#### DIRECTIONS
Arrange the data from the line containing "Where can the green" through the line containing "x=204, y=182" as a JSON list of strings, one string per line, with blank lines left out.

··· EXERCISE INPUTS ···

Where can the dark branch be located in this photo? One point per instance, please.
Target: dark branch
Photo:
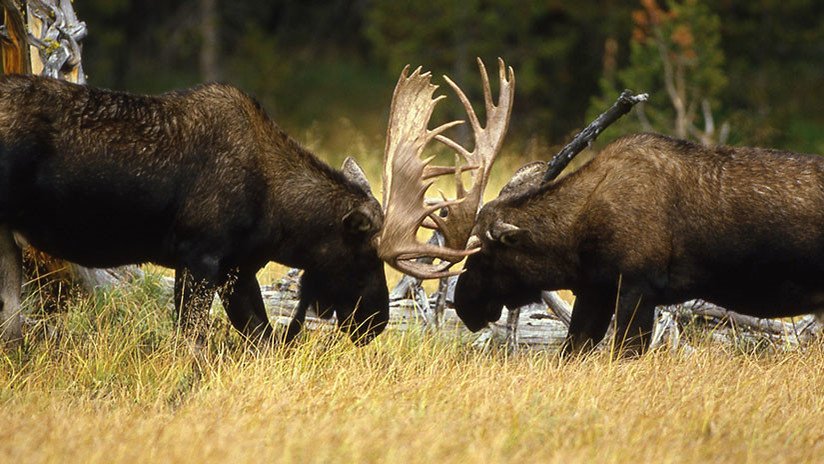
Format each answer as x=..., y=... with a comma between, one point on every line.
x=621, y=107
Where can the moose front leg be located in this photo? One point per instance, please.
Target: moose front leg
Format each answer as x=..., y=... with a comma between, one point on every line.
x=633, y=323
x=193, y=299
x=11, y=280
x=591, y=315
x=298, y=319
x=244, y=306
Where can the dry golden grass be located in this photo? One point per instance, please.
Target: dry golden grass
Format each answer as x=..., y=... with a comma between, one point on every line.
x=114, y=386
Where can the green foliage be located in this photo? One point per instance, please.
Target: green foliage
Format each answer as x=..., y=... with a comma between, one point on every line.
x=675, y=56
x=313, y=63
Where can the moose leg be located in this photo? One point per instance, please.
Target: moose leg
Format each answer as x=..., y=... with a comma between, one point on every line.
x=193, y=298
x=590, y=319
x=633, y=323
x=244, y=306
x=298, y=318
x=11, y=280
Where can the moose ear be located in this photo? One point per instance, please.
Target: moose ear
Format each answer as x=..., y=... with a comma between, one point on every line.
x=359, y=221
x=528, y=175
x=353, y=172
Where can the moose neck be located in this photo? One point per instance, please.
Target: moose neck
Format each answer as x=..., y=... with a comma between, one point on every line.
x=554, y=213
x=307, y=201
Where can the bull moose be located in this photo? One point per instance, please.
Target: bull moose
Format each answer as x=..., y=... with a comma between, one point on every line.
x=201, y=181
x=652, y=220
x=204, y=182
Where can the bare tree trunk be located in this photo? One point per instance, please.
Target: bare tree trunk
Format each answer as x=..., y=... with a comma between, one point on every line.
x=209, y=33
x=42, y=37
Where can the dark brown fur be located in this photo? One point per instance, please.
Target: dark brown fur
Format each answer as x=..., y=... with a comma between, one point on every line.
x=654, y=221
x=199, y=180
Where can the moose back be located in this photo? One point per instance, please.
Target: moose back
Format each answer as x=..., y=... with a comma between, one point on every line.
x=653, y=221
x=201, y=181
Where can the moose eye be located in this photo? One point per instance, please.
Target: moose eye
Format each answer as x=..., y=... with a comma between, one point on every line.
x=513, y=238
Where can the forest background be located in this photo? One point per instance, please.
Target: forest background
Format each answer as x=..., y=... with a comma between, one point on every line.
x=325, y=70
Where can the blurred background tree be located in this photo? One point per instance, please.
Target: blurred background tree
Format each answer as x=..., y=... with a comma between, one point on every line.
x=758, y=65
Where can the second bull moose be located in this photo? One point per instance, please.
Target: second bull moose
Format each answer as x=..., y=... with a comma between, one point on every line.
x=651, y=221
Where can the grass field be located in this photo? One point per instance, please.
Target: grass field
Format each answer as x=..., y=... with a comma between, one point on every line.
x=110, y=382
x=112, y=385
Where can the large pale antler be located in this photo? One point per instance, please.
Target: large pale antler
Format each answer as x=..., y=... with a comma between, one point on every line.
x=457, y=225
x=407, y=177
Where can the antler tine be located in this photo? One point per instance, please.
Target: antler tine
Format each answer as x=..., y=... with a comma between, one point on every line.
x=488, y=141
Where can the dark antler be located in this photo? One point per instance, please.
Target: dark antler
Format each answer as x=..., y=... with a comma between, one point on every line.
x=621, y=107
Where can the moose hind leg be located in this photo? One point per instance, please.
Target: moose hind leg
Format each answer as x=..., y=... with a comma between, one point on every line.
x=591, y=316
x=633, y=324
x=11, y=280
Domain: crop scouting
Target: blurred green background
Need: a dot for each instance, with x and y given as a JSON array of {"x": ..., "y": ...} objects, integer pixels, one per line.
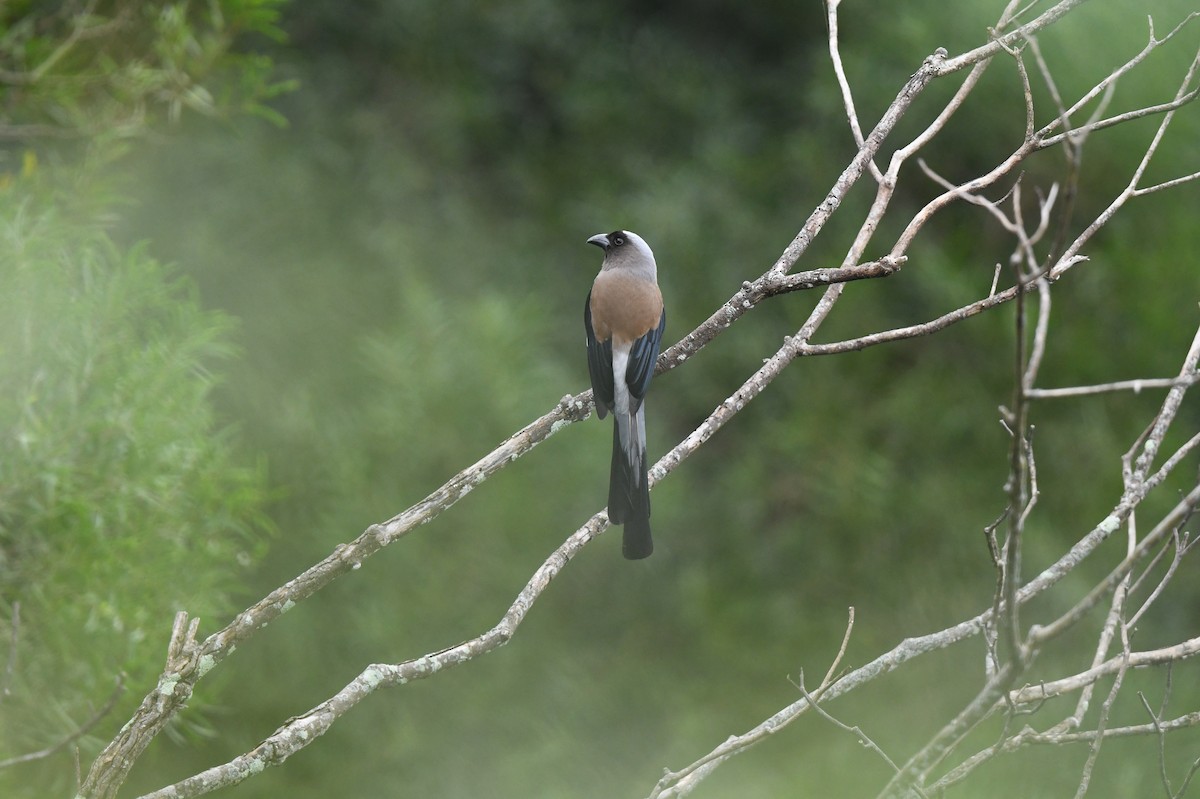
[{"x": 229, "y": 346}]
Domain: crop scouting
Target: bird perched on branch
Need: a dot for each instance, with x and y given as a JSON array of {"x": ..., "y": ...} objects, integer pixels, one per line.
[{"x": 624, "y": 319}]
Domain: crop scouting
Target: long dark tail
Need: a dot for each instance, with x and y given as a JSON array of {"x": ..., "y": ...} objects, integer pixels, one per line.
[{"x": 629, "y": 490}]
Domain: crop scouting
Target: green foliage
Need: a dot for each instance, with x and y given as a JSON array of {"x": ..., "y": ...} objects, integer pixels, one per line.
[
  {"x": 408, "y": 268},
  {"x": 123, "y": 497},
  {"x": 121, "y": 500},
  {"x": 111, "y": 70}
]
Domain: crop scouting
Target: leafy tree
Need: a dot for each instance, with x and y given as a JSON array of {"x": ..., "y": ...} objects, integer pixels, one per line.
[{"x": 123, "y": 498}]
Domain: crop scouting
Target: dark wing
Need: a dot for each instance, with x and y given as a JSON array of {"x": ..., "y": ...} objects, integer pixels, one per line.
[
  {"x": 599, "y": 364},
  {"x": 642, "y": 358}
]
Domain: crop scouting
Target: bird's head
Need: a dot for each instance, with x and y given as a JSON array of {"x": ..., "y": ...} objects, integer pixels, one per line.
[{"x": 624, "y": 248}]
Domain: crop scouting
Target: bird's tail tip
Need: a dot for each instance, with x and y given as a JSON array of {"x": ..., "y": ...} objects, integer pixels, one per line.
[{"x": 636, "y": 541}]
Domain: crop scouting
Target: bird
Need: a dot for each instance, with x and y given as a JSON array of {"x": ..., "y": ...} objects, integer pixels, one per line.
[{"x": 624, "y": 319}]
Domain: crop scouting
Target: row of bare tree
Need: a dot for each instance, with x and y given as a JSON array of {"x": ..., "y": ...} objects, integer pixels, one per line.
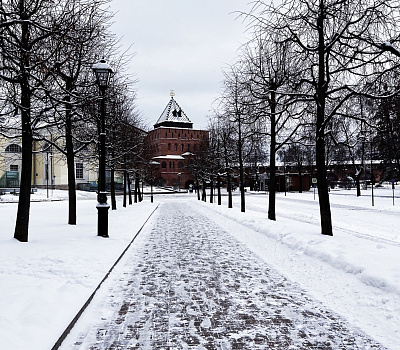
[
  {"x": 315, "y": 73},
  {"x": 48, "y": 93}
]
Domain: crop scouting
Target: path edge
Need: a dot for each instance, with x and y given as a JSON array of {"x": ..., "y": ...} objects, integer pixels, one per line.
[{"x": 80, "y": 312}]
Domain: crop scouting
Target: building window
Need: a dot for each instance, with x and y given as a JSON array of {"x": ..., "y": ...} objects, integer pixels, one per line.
[
  {"x": 13, "y": 148},
  {"x": 79, "y": 170}
]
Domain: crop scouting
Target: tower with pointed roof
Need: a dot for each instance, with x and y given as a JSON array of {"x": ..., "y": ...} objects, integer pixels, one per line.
[
  {"x": 173, "y": 143},
  {"x": 173, "y": 116}
]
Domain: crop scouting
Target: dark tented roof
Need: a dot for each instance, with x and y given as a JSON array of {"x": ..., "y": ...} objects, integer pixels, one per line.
[{"x": 173, "y": 116}]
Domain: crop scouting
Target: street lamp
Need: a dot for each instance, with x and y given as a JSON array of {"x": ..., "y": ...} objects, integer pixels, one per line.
[
  {"x": 179, "y": 181},
  {"x": 152, "y": 163},
  {"x": 102, "y": 72}
]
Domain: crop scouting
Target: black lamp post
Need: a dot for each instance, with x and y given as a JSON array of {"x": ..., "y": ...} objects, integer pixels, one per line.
[
  {"x": 152, "y": 163},
  {"x": 102, "y": 72}
]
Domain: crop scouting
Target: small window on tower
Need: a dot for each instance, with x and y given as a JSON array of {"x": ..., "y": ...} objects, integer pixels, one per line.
[{"x": 79, "y": 170}]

···

#### RESULT FOR THIS EXERCISE
[
  "Where can the green foliage be located in this photo? One point per instance, please.",
  "Target: green foliage",
  "Format each answer as x=..., y=... with a comma between, one point on every line.",
  "x=675, y=56",
  "x=313, y=63",
  "Where can the moose leg be located in this photo? One point per instance, please.",
  "Target: moose leg",
  "Format each answer as x=..., y=... with a comma between, one point on every line.",
  "x=193, y=298",
  "x=590, y=319",
  "x=633, y=323",
  "x=244, y=306",
  "x=298, y=318",
  "x=11, y=280",
  "Where can the moose ear be located in this photo? One point per instance, please.",
  "Target: moose ear",
  "Format each answer as x=..., y=... with a comma between, one point on every line.",
  "x=359, y=221",
  "x=528, y=175",
  "x=353, y=172",
  "Where can the moose neck be located in this photo? One point per instance, please.",
  "Target: moose neck",
  "Format each answer as x=..., y=... with a comma between, one point on every line.",
  "x=554, y=213",
  "x=307, y=201",
  "Where can the bull moose be located in this photo? One point per instance, please.",
  "Target: bull moose",
  "Format each answer as x=..., y=... with a comma between, one point on every line.",
  "x=201, y=181",
  "x=652, y=220",
  "x=204, y=182"
]